* _Exercise description_
Nothing other than the lines from the one containing "Expected: one point per instance of the tipped" through the last line of the data below should be output, each reproduced exactly.

▬▬▬▬▬▬▬▬▬▬

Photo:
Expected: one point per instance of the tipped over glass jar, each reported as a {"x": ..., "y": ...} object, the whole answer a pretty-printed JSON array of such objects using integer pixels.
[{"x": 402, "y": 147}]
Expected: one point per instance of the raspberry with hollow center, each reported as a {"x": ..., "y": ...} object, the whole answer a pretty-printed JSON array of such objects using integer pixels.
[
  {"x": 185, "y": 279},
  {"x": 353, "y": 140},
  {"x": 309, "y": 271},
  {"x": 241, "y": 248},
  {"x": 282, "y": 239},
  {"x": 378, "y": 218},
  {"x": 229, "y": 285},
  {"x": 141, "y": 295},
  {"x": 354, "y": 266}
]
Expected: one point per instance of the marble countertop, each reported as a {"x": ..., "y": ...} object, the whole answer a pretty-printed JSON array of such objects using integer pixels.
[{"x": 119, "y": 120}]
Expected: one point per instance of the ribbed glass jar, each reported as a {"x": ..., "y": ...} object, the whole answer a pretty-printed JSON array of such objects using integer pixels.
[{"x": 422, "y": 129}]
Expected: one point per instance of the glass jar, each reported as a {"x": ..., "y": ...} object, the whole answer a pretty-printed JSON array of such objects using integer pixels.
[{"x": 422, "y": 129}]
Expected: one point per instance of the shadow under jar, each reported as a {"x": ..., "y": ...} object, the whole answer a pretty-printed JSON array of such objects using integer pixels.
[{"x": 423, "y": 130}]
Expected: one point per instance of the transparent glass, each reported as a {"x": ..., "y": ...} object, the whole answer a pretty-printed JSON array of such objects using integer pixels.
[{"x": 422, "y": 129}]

▬▬▬▬▬▬▬▬▬▬

* _Expected answer_
Expected: one point per instance of the tipped over glass jar, each reported as a {"x": ..., "y": ...} object, the whole answer a pretty-printed JSON array of such objects using integer pixels.
[{"x": 402, "y": 147}]
Expected: one point per instance of the raspberry with hollow center, each reported as a {"x": ..., "y": ...} object, the whole answer a pretty-printed JSON array of such objects using integer pixels.
[
  {"x": 185, "y": 279},
  {"x": 353, "y": 140},
  {"x": 309, "y": 271},
  {"x": 241, "y": 248},
  {"x": 282, "y": 239},
  {"x": 378, "y": 218},
  {"x": 229, "y": 285},
  {"x": 141, "y": 295},
  {"x": 354, "y": 266}
]
Expected: one point per instance of the marble countertop, each reported as a {"x": ..., "y": ...} object, the whole answer a pretty-printed JSON array of such objects using integer pixels.
[{"x": 119, "y": 120}]
Expected: one point per instance of the ribbed glass jar, each reported as a {"x": ..., "y": ...} object, the whole answer a pretty-printed JSON array of such objects using integer pixels.
[{"x": 422, "y": 129}]
Expected: one point per instance of the glass jar, each reported as a {"x": ..., "y": ...} object, the whole answer a pretty-printed JSON array of such objects using integer pixels.
[{"x": 422, "y": 129}]
Expected: one point per instance of the shadow under jar, each reported as a {"x": ..., "y": ...} object, the whole answer a pretty-printed JSON array of such objects using integer pixels.
[{"x": 423, "y": 130}]
Expected: one point per instance of the transparent glass, each reported as a {"x": ..., "y": ...} object, the whole answer a pretty-printed JSON array of such objects using integer pixels.
[{"x": 422, "y": 129}]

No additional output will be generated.